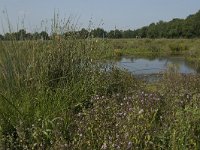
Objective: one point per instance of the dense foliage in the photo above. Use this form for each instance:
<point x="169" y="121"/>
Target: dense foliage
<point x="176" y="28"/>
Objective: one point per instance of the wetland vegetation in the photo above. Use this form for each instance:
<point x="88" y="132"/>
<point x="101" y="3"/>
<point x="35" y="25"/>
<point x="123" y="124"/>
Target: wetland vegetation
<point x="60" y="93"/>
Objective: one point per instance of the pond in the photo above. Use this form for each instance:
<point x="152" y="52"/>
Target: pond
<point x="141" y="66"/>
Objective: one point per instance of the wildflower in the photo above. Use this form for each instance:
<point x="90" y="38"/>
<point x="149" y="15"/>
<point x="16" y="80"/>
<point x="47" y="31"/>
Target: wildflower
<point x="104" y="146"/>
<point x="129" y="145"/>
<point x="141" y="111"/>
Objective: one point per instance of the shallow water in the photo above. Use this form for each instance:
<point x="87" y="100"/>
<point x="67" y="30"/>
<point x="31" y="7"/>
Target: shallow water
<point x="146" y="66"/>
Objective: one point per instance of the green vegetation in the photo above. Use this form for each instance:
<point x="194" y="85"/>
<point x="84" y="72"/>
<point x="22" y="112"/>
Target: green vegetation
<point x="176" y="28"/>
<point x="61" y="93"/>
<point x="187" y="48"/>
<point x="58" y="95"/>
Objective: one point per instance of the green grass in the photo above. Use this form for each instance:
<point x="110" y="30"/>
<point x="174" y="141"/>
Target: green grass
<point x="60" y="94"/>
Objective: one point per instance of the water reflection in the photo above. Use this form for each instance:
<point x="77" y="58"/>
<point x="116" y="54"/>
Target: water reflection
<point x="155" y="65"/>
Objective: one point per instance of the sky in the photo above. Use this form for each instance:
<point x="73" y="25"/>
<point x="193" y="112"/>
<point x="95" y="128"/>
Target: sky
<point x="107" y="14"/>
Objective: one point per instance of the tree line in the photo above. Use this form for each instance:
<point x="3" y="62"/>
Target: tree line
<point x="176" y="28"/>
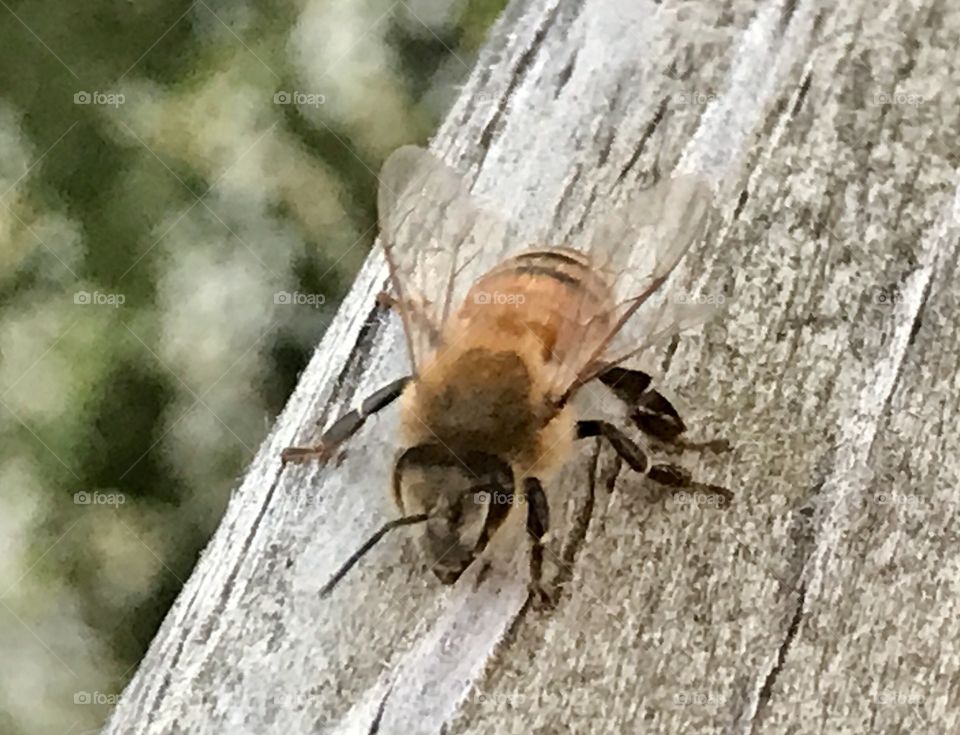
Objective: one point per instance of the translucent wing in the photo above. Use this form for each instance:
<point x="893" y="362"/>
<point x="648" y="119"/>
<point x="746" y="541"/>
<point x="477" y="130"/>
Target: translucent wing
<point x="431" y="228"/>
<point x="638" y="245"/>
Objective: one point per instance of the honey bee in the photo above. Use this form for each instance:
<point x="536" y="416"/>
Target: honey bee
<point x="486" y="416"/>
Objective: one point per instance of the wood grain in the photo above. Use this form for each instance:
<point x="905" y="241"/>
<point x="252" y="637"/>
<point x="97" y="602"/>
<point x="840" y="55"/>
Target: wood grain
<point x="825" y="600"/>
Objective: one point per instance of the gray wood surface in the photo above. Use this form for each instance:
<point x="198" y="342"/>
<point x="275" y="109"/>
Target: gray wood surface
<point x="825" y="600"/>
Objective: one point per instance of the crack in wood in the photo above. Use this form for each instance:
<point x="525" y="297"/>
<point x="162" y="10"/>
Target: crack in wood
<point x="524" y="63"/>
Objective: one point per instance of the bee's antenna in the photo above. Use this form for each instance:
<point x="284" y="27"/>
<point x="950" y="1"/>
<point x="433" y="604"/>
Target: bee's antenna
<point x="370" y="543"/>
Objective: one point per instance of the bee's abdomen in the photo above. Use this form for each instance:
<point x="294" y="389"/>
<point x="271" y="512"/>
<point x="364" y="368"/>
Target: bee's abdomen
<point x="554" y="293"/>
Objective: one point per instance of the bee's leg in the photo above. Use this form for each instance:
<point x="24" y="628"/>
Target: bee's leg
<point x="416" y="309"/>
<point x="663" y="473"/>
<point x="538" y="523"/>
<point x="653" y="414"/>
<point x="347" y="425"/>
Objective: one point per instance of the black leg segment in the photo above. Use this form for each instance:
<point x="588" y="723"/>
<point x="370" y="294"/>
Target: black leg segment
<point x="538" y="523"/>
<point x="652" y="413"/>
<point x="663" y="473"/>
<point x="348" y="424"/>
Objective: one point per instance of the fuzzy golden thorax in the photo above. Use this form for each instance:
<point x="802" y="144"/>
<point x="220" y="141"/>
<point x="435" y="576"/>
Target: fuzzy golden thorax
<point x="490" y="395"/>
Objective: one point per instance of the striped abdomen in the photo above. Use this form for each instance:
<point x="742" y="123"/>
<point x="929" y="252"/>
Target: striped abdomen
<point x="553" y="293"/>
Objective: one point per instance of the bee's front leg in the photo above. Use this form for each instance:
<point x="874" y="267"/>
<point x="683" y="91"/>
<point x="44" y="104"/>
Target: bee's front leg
§
Present all of the material above as a numbered list, one line to each number, with blank lines dropped and the pictures left out.

1. Objective: one point per instance of the dense foliage in the photo above. Use this form for each instance:
2. <point x="169" y="121"/>
3. Target: dense foliage
4. <point x="176" y="28"/>
5. Objective: one point per instance of the wetland vegetation in the photo above. Use this form for each instance:
6. <point x="88" y="132"/>
7. <point x="101" y="3"/>
8. <point x="35" y="25"/>
9. <point x="123" y="124"/>
10. Target: wetland vegetation
11. <point x="60" y="93"/>
12. Objective: one point per instance of the pond in the photo above. Use this form for each instance:
13. <point x="152" y="52"/>
14. Target: pond
15. <point x="141" y="66"/>
16. Objective: one point per instance of the wildflower in the photo above. Use this form for each instance:
17. <point x="90" y="38"/>
18. <point x="149" y="15"/>
19. <point x="16" y="80"/>
20. <point x="47" y="31"/>
21. Target: wildflower
22. <point x="104" y="146"/>
23. <point x="129" y="145"/>
24. <point x="141" y="111"/>
25. Objective: one point per instance of the shallow water in the photo above. Use this form for each instance:
26. <point x="87" y="100"/>
27. <point x="67" y="30"/>
28. <point x="31" y="7"/>
29. Target: shallow water
30. <point x="146" y="66"/>
31. Objective: one point per instance of the green vegetation in the photo above. Use this form for each instance:
32. <point x="194" y="85"/>
33. <point x="84" y="72"/>
34. <point x="22" y="112"/>
35. Target: green vegetation
36. <point x="176" y="28"/>
37. <point x="61" y="93"/>
38. <point x="187" y="48"/>
39. <point x="58" y="95"/>
40. Objective: one point per instance of the green grass in the photo above. Use this form for each instance:
41. <point x="110" y="30"/>
42. <point x="174" y="141"/>
43. Target: green grass
44. <point x="60" y="94"/>
45. Objective: one point per instance of the water reflection in the photo above. Use this form for each instance:
46. <point x="77" y="58"/>
47. <point x="116" y="54"/>
48. Target: water reflection
49. <point x="155" y="65"/>
50. Objective: one point per instance of the sky in the photo above. Use this form for each instance:
51. <point x="73" y="25"/>
52. <point x="193" y="112"/>
53. <point x="95" y="128"/>
54. Target: sky
55. <point x="107" y="14"/>
56. Objective: one point per instance of the tree line in the photo above. Use this form for each instance:
57. <point x="3" y="62"/>
58. Target: tree line
59. <point x="176" y="28"/>
60. Objective: one point per instance of the translucent wing in the photo above. Use this form for each instance:
61. <point x="893" y="362"/>
62. <point x="648" y="119"/>
63. <point x="746" y="541"/>
64. <point x="477" y="130"/>
65. Target: translucent wing
66. <point x="431" y="228"/>
67. <point x="638" y="245"/>
68. Objective: one point per instance of the honey bee in the photo above. Use this form for each instance:
69. <point x="536" y="416"/>
70. Target: honey bee
71. <point x="486" y="416"/>
72. Objective: one point per instance of the wood grain in the photo above. Use this form for each instance:
73. <point x="905" y="241"/>
74. <point x="252" y="637"/>
75. <point x="97" y="602"/>
76. <point x="840" y="55"/>
77. Target: wood grain
78. <point x="825" y="600"/>
79. Objective: one point per instance of the gray wood surface in the photo above. Use this form for each instance:
80. <point x="198" y="342"/>
81. <point x="275" y="109"/>
82. Target: gray wood surface
83. <point x="825" y="600"/>
84. Objective: one point per instance of the crack in wood in the photo above. Use this form for each instance:
85. <point x="525" y="297"/>
86. <point x="162" y="10"/>
87. Target: crack in wood
88. <point x="524" y="63"/>
89. Objective: one point per instance of the bee's antenna in the photo above. Use this form for each instance:
90. <point x="284" y="27"/>
91. <point x="950" y="1"/>
92. <point x="433" y="604"/>
93. Target: bee's antenna
94. <point x="370" y="543"/>
95. Objective: one point per instance of the bee's abdomen in the photo above. Use this form for each instance:
96. <point x="294" y="389"/>
97. <point x="271" y="512"/>
98. <point x="364" y="368"/>
99. Target: bee's abdomen
100. <point x="554" y="293"/>
101. Objective: one point per instance of the bee's leg in the photo above. Use this form for each instance:
102. <point x="24" y="628"/>
103. Target: bee's leg
104. <point x="416" y="309"/>
105. <point x="663" y="473"/>
106. <point x="538" y="523"/>
107. <point x="653" y="414"/>
108. <point x="347" y="425"/>
109. Objective: one point per instance of the black leg segment in the photo above. Use this form for each instance:
110. <point x="588" y="723"/>
111. <point x="370" y="294"/>
112. Target: black leg segment
113. <point x="538" y="523"/>
114. <point x="652" y="413"/>
115. <point x="663" y="473"/>
116. <point x="348" y="424"/>
117. Objective: one point per instance of the fuzzy golden thorax in the photo above. Use this form for each instance:
118. <point x="802" y="144"/>
119. <point x="220" y="141"/>
120. <point x="435" y="576"/>
121. Target: fuzzy golden thorax
122. <point x="490" y="395"/>
123. Objective: one point per instance of the striped abdomen in the photo above. Use this form for each instance:
124. <point x="742" y="123"/>
125. <point x="929" y="252"/>
126. Target: striped abdomen
127. <point x="553" y="293"/>
128. Objective: one point per instance of the bee's front leg in the photo above. Use this form for each instance:
129. <point x="874" y="267"/>
130. <point x="683" y="91"/>
131. <point x="44" y="104"/>
132. Target: bee's front leg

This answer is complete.